__DESCRIPTION OF THE TASK__
Please read the court opinion excerpt below: which two competing rights do the sister circuits reconcile by requiring that an official's retaliatory speech amount to a threat, coercion, or intimidation?

__TEXT SHOWN__
When reviewing an official’s retaliatory conduct for adverse effect, we consider whether his alleged conduct "would likely deter a person of ordinary firmness from the exercise of First Amendment rights," id. at 481, but we have acknowledged that special concerns arise when an official’s "own First Amendment rights are implicated" in the commission of an alleged constitutional tort, Dixon v. Burke Cty. , 303 F.3d 1271, 1275 (11th Cir. 2002) (citing Suarez Corp. , 202 F.3d at 687 ). Because Lawton allegedly retaliated through his own speech to members of the General Assembly, the district court considered whether his speech amounted to "a threat, coercion, or intimidation intimating that punishment, sanctions, or adverse regulatory action will imminently follow," as several of our sister circuits have done in similar cases. See, e.g. , Suarez Corp. , 202 F.3d at 687 (collecting cases); see also Mirabella v. Villard , 853 F.3d 641, 651 (3d Cir. 2017) ; Mulligan v. Nichols , 835 F.3d 983, 990 (9th Cir. 2016) ; Goldstein v. Galvin , 719 F.3d 16, 30 (1st Cir. 2013) ; Hutchins v. Clarke , 661 F.3d 947, 956 (7th Cir. 2011) ; X-Men Sec., Inc. v. Pataki , 196 F.3d 56, 70 (2d Cir. 1999) ; Colson v. Grohman , 174 F.3d 498, 512 (5th Cir. 1999) ; Penthouse Int’l, Ltd. v. Meese , 939 F.2d 1011, 1015 (D.C. Cir. 1991). Our sister circuits have required that an official’s retaliatory speech amount to a threat, coercion, or intimidation to reconcile two competing rights: a plaintiff’s right to be free from retaliation for exercising his First Amendment rights and an official’s right to engage in protected speech. Suarez Corp. , 202 F.3d at 687 n.13. But we need not resolve the difficult question whether that test strikes the right balance under the First Amendment in this appeal.

__STORED DATA__
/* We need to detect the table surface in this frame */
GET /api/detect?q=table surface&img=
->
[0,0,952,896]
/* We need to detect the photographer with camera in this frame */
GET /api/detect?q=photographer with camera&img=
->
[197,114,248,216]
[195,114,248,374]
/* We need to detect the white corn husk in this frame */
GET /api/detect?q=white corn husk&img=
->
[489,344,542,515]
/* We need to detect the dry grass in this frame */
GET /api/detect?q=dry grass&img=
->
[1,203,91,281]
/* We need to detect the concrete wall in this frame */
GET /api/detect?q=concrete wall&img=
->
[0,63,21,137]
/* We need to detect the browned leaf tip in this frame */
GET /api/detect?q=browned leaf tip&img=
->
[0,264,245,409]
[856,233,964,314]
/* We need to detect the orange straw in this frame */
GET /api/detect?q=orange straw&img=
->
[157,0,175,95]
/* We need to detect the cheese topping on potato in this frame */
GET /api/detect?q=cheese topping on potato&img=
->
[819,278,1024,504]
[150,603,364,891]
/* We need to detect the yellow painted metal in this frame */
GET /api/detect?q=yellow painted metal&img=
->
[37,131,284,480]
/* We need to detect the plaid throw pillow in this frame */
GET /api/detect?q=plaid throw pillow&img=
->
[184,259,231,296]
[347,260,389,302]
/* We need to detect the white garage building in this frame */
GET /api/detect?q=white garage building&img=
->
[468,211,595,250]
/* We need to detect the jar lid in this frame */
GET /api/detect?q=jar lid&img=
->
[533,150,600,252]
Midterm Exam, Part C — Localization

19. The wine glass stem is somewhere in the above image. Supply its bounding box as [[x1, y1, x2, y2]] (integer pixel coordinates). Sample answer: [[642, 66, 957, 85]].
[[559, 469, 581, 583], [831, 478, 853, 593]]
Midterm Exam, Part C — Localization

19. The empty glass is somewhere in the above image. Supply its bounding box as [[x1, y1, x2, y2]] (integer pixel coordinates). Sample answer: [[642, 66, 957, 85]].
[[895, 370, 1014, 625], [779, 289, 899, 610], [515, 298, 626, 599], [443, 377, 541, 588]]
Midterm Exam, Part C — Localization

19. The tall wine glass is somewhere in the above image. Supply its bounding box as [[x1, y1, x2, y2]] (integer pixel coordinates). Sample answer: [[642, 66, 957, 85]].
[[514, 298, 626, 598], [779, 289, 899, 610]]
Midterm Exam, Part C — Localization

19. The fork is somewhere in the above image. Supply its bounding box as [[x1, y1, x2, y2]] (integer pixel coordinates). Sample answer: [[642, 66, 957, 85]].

__FINAL ANSWER__
A plaintiff's right to be free from retaliation for exercising his First Amendment rights and an official's right to engage in protected speech.